» **Exercise**
Scan the records below for lines with the word "elderly", then state how many you find and nothing else.

Records from a data source:
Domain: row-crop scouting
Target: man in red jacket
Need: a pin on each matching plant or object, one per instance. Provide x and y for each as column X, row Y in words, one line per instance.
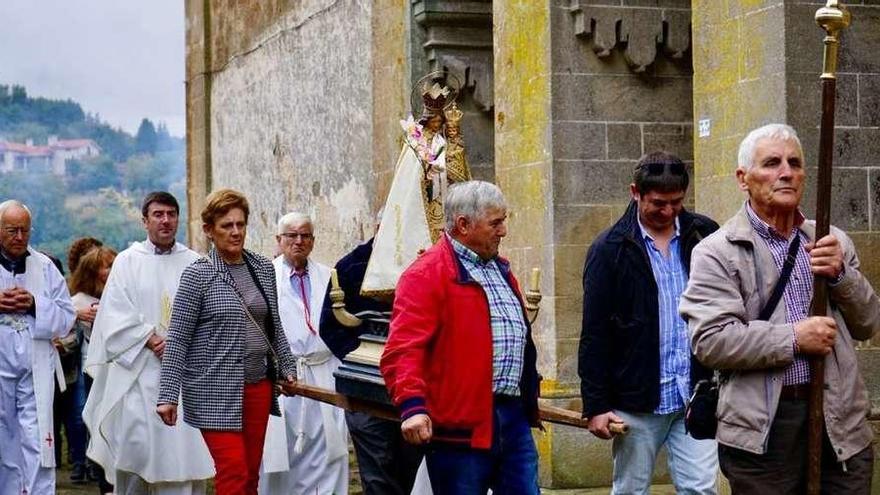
column 460, row 361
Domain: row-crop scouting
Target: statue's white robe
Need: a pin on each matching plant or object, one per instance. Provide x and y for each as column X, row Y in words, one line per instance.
column 126, row 433
column 28, row 367
column 316, row 434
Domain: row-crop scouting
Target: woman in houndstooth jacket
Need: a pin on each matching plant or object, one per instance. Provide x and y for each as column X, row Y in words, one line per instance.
column 225, row 347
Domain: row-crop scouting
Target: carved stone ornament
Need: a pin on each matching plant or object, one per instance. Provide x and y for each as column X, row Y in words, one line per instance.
column 641, row 29
column 459, row 39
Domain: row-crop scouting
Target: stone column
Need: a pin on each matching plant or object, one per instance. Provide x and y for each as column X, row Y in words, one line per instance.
column 582, row 90
column 390, row 89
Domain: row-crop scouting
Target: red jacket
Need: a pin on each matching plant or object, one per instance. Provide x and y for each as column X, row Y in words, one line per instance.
column 438, row 359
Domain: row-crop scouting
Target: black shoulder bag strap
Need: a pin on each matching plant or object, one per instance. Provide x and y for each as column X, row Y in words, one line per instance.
column 787, row 267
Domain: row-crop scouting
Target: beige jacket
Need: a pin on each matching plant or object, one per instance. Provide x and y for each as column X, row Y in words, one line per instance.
column 725, row 294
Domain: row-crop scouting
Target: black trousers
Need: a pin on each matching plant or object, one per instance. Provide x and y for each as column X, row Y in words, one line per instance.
column 783, row 468
column 387, row 464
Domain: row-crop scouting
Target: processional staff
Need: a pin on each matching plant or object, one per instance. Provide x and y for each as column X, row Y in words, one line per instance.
column 833, row 17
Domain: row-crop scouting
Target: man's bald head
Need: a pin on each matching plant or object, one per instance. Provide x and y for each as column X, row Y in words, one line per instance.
column 15, row 228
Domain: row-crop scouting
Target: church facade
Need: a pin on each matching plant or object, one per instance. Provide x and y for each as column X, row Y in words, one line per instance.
column 297, row 103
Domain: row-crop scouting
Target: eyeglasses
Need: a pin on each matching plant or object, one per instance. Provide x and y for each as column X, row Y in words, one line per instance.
column 657, row 168
column 14, row 231
column 294, row 235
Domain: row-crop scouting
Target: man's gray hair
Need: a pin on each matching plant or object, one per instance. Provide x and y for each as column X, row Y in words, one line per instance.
column 379, row 215
column 9, row 203
column 780, row 132
column 293, row 218
column 471, row 199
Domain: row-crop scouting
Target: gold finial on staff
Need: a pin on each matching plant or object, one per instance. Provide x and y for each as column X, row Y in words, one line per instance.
column 833, row 17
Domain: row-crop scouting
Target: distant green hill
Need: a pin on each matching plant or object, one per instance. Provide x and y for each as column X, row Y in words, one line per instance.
column 99, row 196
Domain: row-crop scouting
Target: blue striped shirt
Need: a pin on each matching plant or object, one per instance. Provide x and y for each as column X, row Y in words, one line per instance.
column 675, row 353
column 508, row 324
column 798, row 292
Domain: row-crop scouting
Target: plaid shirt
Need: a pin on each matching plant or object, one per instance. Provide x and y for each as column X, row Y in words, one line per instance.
column 675, row 351
column 799, row 290
column 508, row 326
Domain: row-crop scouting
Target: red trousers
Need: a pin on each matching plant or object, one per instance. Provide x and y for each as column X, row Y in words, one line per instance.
column 237, row 454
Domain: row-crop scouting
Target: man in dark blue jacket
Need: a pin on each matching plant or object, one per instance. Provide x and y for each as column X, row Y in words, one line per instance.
column 387, row 464
column 634, row 359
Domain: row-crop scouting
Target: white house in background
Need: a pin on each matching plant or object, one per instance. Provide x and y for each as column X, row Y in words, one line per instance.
column 52, row 157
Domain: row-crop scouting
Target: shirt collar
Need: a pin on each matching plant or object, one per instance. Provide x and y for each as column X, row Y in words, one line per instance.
column 766, row 230
column 156, row 249
column 293, row 272
column 646, row 235
column 467, row 254
column 16, row 266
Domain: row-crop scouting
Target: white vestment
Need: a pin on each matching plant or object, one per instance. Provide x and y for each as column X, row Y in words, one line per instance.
column 316, row 434
column 28, row 368
column 120, row 412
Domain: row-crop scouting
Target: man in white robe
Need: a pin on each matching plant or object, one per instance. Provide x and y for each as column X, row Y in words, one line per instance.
column 34, row 308
column 317, row 437
column 138, row 452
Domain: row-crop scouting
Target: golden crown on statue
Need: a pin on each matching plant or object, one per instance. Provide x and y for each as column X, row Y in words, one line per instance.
column 453, row 114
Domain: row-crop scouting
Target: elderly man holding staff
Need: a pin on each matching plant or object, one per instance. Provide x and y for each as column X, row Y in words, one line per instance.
column 762, row 408
column 225, row 346
column 316, row 460
column 35, row 307
column 460, row 360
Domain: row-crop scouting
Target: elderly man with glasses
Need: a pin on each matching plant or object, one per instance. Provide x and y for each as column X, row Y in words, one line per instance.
column 634, row 359
column 460, row 362
column 315, row 459
column 35, row 307
column 763, row 404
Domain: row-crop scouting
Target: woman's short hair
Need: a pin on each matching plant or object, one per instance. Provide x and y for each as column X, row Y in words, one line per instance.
column 471, row 199
column 78, row 249
column 85, row 278
column 220, row 202
column 661, row 172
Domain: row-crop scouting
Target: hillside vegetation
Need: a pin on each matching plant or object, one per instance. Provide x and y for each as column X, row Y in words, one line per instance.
column 99, row 196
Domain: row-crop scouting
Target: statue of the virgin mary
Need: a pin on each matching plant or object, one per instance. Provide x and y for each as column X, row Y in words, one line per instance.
column 432, row 158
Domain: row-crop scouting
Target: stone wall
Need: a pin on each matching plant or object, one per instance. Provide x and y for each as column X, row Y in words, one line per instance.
column 289, row 115
column 621, row 87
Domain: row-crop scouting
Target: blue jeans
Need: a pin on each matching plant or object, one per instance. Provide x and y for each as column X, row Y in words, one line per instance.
column 510, row 467
column 693, row 464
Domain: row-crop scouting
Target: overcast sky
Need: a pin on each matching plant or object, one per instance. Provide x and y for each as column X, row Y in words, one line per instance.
column 122, row 59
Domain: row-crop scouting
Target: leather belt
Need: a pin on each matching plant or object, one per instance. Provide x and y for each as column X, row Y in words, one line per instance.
column 799, row 392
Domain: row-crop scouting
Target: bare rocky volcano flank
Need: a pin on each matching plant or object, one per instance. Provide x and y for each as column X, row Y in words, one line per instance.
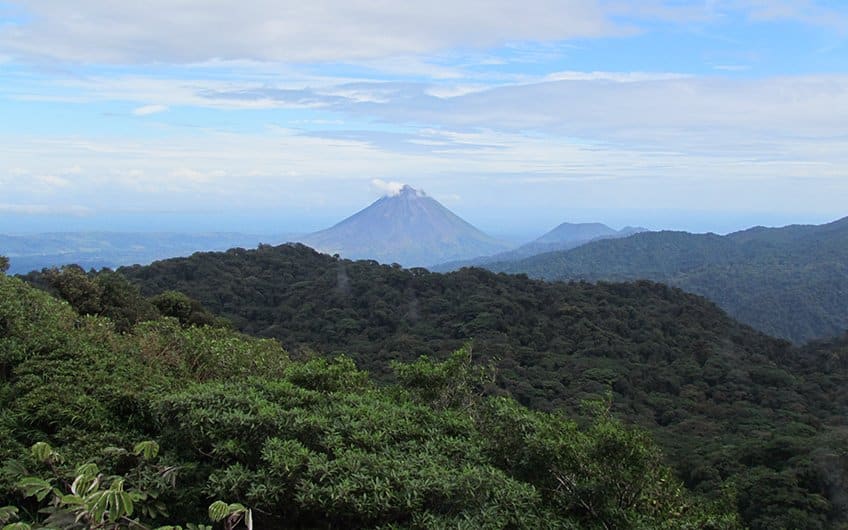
column 409, row 228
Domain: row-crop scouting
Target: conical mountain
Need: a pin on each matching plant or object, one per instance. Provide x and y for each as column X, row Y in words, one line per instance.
column 409, row 228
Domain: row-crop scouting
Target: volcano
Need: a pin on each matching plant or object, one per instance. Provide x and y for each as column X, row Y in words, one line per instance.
column 409, row 228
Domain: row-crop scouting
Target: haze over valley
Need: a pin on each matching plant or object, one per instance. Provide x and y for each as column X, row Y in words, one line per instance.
column 573, row 264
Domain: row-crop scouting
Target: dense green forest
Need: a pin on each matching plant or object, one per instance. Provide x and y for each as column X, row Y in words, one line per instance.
column 159, row 421
column 789, row 282
column 732, row 409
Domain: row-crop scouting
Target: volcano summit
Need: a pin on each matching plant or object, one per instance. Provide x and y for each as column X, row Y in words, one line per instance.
column 407, row 227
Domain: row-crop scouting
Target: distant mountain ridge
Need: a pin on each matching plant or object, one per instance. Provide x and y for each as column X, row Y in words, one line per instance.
column 790, row 282
column 564, row 237
column 409, row 228
column 98, row 249
column 728, row 404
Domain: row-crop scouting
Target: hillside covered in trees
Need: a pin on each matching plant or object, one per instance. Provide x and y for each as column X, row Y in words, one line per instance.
column 168, row 422
column 789, row 282
column 732, row 408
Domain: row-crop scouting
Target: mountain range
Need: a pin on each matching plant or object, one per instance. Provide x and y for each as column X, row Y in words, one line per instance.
column 27, row 252
column 409, row 228
column 563, row 237
column 733, row 409
column 789, row 282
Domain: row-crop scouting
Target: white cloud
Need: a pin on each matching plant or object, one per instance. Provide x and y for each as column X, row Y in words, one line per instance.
column 147, row 110
column 269, row 30
column 389, row 188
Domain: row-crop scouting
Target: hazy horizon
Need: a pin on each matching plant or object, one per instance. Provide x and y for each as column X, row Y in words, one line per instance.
column 701, row 116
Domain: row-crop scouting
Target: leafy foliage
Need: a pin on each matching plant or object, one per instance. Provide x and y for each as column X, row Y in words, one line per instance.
column 716, row 395
column 302, row 444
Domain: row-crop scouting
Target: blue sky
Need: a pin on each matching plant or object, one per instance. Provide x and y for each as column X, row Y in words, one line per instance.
column 271, row 116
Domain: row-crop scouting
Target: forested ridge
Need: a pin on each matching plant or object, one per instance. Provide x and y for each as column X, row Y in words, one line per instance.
column 789, row 282
column 731, row 407
column 173, row 424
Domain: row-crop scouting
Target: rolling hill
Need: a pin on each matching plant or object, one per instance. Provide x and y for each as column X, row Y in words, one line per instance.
column 563, row 237
column 789, row 282
column 732, row 408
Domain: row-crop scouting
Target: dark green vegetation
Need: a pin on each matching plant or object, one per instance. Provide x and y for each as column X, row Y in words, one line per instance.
column 564, row 237
column 788, row 282
column 735, row 411
column 301, row 444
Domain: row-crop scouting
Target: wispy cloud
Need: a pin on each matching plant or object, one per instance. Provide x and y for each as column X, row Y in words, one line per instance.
column 191, row 31
column 147, row 110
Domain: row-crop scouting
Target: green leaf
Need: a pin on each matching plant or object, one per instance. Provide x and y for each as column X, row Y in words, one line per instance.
column 85, row 484
column 218, row 510
column 7, row 513
column 17, row 526
column 90, row 469
column 42, row 452
column 35, row 487
column 147, row 449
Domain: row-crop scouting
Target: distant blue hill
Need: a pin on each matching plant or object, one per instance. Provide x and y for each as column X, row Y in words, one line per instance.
column 789, row 282
column 114, row 249
column 409, row 228
column 564, row 237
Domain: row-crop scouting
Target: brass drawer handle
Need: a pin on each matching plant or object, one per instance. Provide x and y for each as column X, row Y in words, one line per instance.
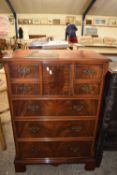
column 34, row 130
column 86, row 88
column 89, row 71
column 34, row 150
column 74, row 150
column 78, row 107
column 33, row 107
column 76, row 128
column 23, row 71
column 24, row 88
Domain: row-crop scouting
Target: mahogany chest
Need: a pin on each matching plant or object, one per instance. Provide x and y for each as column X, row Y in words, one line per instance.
column 55, row 102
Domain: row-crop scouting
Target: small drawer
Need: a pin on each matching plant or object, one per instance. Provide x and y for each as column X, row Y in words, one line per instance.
column 25, row 89
column 74, row 128
column 88, row 71
column 24, row 70
column 55, row 107
column 55, row 149
column 86, row 89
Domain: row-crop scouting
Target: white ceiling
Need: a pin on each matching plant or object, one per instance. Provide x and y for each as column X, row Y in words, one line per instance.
column 47, row 6
column 74, row 7
column 104, row 8
column 4, row 7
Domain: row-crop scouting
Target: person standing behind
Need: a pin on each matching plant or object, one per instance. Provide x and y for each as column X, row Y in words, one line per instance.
column 70, row 33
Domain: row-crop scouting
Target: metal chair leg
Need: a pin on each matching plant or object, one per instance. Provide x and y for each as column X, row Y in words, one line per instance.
column 2, row 138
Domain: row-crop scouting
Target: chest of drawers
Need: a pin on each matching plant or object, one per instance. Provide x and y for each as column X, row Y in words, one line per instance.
column 55, row 101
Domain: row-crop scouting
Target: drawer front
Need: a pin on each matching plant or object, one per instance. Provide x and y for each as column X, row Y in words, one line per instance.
column 55, row 149
column 87, row 89
column 55, row 128
column 24, row 70
column 56, row 79
column 55, row 107
column 25, row 89
column 88, row 71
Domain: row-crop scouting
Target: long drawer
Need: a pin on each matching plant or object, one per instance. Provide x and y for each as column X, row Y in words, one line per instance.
column 55, row 149
column 65, row 107
column 69, row 128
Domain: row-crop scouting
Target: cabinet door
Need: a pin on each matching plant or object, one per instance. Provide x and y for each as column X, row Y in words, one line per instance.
column 56, row 79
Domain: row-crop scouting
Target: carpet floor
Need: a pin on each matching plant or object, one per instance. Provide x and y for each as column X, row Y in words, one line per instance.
column 108, row 164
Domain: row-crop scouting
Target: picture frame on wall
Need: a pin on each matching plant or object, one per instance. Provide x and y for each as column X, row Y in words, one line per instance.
column 56, row 21
column 20, row 21
column 25, row 21
column 50, row 21
column 112, row 22
column 78, row 22
column 36, row 21
column 62, row 22
column 88, row 22
column 11, row 20
column 100, row 22
column 44, row 20
column 71, row 19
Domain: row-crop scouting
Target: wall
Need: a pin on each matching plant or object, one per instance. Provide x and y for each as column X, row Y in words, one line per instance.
column 58, row 31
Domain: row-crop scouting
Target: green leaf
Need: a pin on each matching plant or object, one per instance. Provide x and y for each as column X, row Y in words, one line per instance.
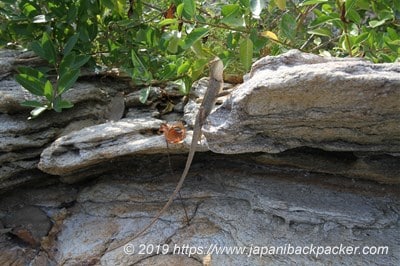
column 38, row 49
column 80, row 60
column 144, row 95
column 353, row 16
column 32, row 72
column 56, row 104
column 67, row 79
column 32, row 104
column 246, row 53
column 288, row 26
column 48, row 91
column 183, row 68
column 37, row 111
column 137, row 63
column 313, row 2
column 376, row 23
column 232, row 15
column 67, row 62
column 173, row 43
column 349, row 4
column 189, row 9
column 32, row 84
column 194, row 36
column 245, row 3
column 167, row 21
column 48, row 48
column 392, row 33
column 256, row 6
column 281, row 4
column 70, row 44
column 321, row 32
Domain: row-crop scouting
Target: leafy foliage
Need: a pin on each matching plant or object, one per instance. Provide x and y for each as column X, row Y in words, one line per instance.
column 172, row 40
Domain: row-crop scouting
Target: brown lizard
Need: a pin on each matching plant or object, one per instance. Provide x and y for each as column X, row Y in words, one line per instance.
column 214, row 88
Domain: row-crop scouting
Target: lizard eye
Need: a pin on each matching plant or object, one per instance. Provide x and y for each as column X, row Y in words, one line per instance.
column 174, row 133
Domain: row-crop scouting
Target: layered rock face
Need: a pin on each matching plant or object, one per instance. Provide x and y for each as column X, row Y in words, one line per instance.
column 302, row 104
column 305, row 152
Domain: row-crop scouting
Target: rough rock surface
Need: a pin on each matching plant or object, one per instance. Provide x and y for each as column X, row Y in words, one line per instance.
column 21, row 140
column 301, row 100
column 291, row 186
column 242, row 204
column 98, row 144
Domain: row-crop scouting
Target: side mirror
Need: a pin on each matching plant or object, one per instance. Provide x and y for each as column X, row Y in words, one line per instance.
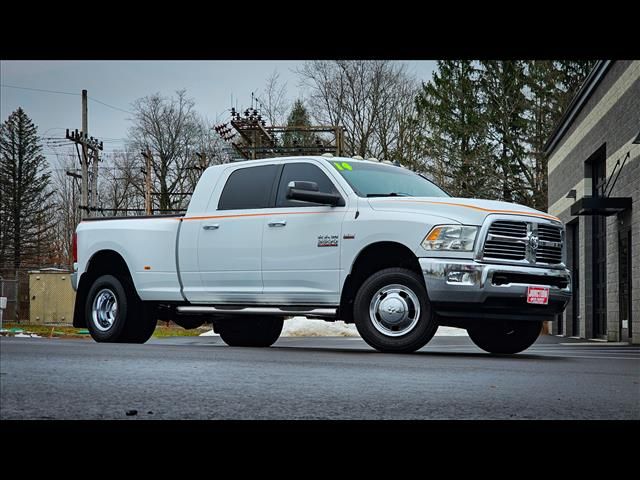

» **Response box**
2